■ INFORMATION SHOWN ■
>>>>

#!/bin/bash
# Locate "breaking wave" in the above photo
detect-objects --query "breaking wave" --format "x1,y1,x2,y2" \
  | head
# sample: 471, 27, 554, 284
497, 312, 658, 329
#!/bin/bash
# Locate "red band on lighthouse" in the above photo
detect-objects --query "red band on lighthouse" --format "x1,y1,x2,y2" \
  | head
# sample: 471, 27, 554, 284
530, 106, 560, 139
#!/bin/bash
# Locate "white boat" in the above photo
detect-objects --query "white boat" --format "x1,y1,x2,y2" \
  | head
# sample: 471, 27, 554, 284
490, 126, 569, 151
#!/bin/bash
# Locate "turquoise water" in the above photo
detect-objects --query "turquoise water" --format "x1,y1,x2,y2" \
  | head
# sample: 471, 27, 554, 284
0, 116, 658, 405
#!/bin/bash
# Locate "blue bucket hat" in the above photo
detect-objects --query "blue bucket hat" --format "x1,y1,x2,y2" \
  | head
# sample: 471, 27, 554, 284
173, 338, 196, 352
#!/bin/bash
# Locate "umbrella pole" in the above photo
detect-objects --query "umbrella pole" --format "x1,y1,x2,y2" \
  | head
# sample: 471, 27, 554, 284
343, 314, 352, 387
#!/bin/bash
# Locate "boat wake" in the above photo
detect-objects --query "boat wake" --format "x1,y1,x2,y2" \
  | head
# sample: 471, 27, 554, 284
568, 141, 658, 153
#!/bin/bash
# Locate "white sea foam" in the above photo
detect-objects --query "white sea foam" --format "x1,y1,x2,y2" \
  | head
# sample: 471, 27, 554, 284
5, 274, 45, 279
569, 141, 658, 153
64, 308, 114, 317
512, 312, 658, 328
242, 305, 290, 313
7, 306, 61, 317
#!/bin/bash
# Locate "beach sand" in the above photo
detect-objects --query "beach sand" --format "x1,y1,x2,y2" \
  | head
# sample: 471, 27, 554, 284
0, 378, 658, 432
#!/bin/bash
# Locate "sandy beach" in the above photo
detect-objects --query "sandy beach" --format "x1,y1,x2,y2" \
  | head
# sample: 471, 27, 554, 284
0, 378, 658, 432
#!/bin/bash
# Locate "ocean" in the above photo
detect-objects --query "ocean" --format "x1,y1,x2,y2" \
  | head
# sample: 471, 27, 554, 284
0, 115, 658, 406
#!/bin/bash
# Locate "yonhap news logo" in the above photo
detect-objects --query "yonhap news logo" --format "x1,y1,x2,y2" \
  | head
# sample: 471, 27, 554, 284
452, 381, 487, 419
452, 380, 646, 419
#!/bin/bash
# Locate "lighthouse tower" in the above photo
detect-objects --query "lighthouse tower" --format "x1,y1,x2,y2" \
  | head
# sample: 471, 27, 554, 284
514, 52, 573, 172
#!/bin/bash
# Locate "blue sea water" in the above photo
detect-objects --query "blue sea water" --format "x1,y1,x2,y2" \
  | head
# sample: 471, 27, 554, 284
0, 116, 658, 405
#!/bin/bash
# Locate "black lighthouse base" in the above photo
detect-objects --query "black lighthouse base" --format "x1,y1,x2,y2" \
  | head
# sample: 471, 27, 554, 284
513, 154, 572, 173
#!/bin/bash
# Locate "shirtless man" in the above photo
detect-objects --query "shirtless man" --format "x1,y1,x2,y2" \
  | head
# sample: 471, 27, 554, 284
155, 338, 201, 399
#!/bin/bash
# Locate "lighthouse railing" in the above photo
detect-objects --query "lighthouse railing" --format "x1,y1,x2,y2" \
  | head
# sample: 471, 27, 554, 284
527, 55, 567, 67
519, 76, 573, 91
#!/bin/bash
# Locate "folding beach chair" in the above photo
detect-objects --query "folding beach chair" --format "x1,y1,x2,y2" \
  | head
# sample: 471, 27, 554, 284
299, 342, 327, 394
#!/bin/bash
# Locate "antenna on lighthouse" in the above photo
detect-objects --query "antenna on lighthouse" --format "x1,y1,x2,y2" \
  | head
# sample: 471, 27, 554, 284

<<<<

■ EXERCISE INSTRUCTIONS ■
Recast every line of the material above as a numbered list, omitting any blank lines.

■ COMPLETE RESPONSE ■
1. #!/bin/bash
2. # Locate "breaking wave" in the above photo
3. detect-objects --query "breaking wave" --format "x1,y1,x2,y2" \
4.   | head
5. # sample: 471, 27, 554, 284
6. 497, 312, 658, 329
7. #!/bin/bash
8. # Locate "red band on lighthouse" in the above photo
9. detect-objects --query "red band on lighthouse" --format "x1,y1,x2,y2" \
10.   | head
11. # sample: 471, 27, 554, 284
12. 530, 106, 560, 139
13. #!/bin/bash
14. # Locate "white boat" in the above photo
15. detect-objects --query "white boat" --format "x1,y1,x2,y2" \
16.   | head
17. # sample: 471, 27, 554, 284
18. 490, 126, 569, 151
19. #!/bin/bash
20. # Locate "turquoise water" in the above photo
21. detect-objects --query "turquoise water" --format "x1,y1,x2,y2" \
22.   | head
23. # sample: 471, 27, 554, 284
24. 0, 116, 658, 405
25. #!/bin/bash
26. # Locate "blue bucket hat" in the above photo
27. detect-objects --query "blue bucket hat" --format "x1,y1,x2,y2" \
28.   | head
29. # sample: 471, 27, 554, 284
30. 173, 338, 196, 352
31. #!/bin/bash
32. # Locate "umbrella pole" in the above photo
33. detect-objects --query "umbrella pole" --format "x1,y1,x2,y2" \
34.   | head
35. # sample: 471, 27, 554, 284
36. 343, 314, 352, 387
37. #!/bin/bash
38. # Locate "boat wake" in the above photo
39. detect-objects --query "boat wake" --format "x1,y1,x2,y2" \
40.   | head
41. # sample: 471, 27, 554, 284
42. 568, 141, 658, 153
43. #!/bin/bash
44. # Locate "white sea foam" in the above photo
45. detect-objects --query "white sea foam" --format "x1,y1,x2,y2" \
46.   | head
47. # sample: 471, 27, 554, 284
48. 5, 274, 45, 279
49. 569, 141, 658, 153
50. 64, 308, 114, 317
51. 512, 312, 658, 328
52. 242, 305, 290, 313
53. 7, 306, 61, 317
54. #!/bin/bash
55. # Locate "beach sand" in the above photo
56. detect-objects --query "beach sand" --format "x1,y1,x2,y2" \
57.   | head
58. # sample: 471, 27, 554, 284
59. 0, 378, 658, 432
60. #!/bin/bash
61. # Locate "sandy beach" in the above photo
62. detect-objects --query "sandy beach" --format "x1,y1,x2,y2" \
63.   | head
64. # sample: 471, 27, 554, 284
65. 0, 378, 658, 432
66. #!/bin/bash
67. # Locate "ocean" in the above photo
68. detect-objects --query "ocean" --format "x1,y1,x2,y2" \
69.   | head
70. # sample: 471, 27, 554, 284
71. 0, 115, 658, 406
72. #!/bin/bash
73. # Locate "yonhap news logo" in the above photo
74. detect-objects --query "yonhap news logo" --format "x1,y1,x2,y2" \
75.   | head
76. # sample: 471, 27, 554, 284
77. 452, 381, 487, 419
78. 452, 380, 646, 419
79. #!/bin/bash
80. # Locate "lighthouse tower" in the above photo
81. detect-objects --query "lighthouse tower" --format "x1,y1,x2,y2" \
82.   | head
83. # sample: 471, 27, 554, 284
84. 514, 52, 573, 172
85. #!/bin/bash
86. # Locate "blue sea water" in the above photo
87. detect-objects --query "blue sea water" --format "x1,y1,x2,y2" \
88.   | head
89. # sample: 471, 27, 554, 284
90. 0, 116, 658, 405
91. #!/bin/bash
92. # Locate "black lighthouse base" in the above photo
93. detect-objects --query "black lighthouse base" --format "x1,y1,x2,y2" \
94.   | head
95. # sample: 471, 27, 554, 284
96. 513, 154, 572, 173
97. #!/bin/bash
98. # Locate "shirtless man" in the above photo
99. detect-objects --query "shirtless man" --format "x1,y1,x2,y2" \
100.   | head
101. # sample: 471, 27, 554, 284
102. 155, 338, 201, 399
103. #!/bin/bash
104. # Locate "lighthouse railing" in the above photo
105. detect-objects --query "lighthouse railing" --format "x1,y1,x2,y2" \
106.   | head
107. # sample: 471, 27, 554, 284
108. 527, 55, 567, 67
109. 519, 76, 573, 91
110. #!/bin/bash
111. # Locate "folding beach chair" in the above photo
112. detect-objects --query "folding beach chair" --format "x1,y1,x2,y2" \
113.   | head
114. # sample: 471, 27, 554, 284
115. 299, 342, 327, 394
116. #!/bin/bash
117. # Locate "antenna on lighthouse" in the above photo
118. detect-objects --query "antenna on lighthouse" --format "x1,y1,x2,y2" \
119.   | head
120. # sample: 471, 27, 554, 284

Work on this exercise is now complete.